Gridlocked into the global jurisprudence of the war on terror, some judges of the Supreme Court of India have internalized a war justified by the ‘state of exception’. War has been transformed by the judiciary from military campaigns at the border, to the “containment of internal dissent and uprising” within the boundaries of India.
Prashant Bushan’s tweets of the past were picked up by a Bench of the Supreme Court, treating it as a crime to be tried by itself. At the same time elevating it to the level of “internal dissent,” as a pretext to caution potential dissenters. Economist, John M. Keynes, referred to strikes, demonstrations of discontent and resistance as “civil dissension.” Discontent arising from deteriorating political and economic conditions is the ‘crisis’ for the State and the elites, “because they risk precipitating revolution in a broader sense.”(Geoff Mann 2107). This threat of precipitation is what daunts the Government. Behind every incident, tweet, and act of dissent, rulers and elites are aware of the people’s call for broad social and economic change in India. ‘Dissent’ that grows into a ‘crisis’ rears its head as an ever present ‘menace’ in the consciousness of the ruling elite, as protests resonate across the nation.

• [PARTS OF THE EXERCISE]
A - Name every person mentioned by name in the text on dissent in India.
B - From the text on dissent in India, quote the passage between "Gridlocked into the" and "boundaries of India.", inclusive.
Rely only on the text above, not on outside knowledge.

• [STORED RECORDS]
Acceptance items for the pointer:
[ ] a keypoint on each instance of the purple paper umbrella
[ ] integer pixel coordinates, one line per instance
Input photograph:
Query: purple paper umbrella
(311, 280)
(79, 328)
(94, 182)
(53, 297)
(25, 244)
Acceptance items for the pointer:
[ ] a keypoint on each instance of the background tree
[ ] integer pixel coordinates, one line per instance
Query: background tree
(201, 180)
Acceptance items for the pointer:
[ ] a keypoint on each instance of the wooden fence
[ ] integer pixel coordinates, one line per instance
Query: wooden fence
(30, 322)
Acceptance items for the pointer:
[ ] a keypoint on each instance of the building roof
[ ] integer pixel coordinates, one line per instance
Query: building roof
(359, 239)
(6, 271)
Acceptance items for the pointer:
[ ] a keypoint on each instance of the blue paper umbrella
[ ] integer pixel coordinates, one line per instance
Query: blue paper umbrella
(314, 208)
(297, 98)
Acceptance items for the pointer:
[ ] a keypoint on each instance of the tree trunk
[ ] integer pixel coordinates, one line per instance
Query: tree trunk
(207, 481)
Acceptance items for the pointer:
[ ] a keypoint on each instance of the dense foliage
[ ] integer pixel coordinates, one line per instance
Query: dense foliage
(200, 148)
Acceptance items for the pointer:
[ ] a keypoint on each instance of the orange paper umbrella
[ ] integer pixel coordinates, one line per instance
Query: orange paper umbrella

• [ANSWERS TO EACH TASK]
A - Prashant Bushan, John M. Keynes, Geoff Mann

B -
Gridlocked into the global jurisprudence of the war on terror, some judges of the Supreme Court of India have internalized a war justified by the ‘state of exception’. War has been transformed by the judiciary from military campaigns at the border, to the “containment of internal dissent and uprising” within the boundaries of India.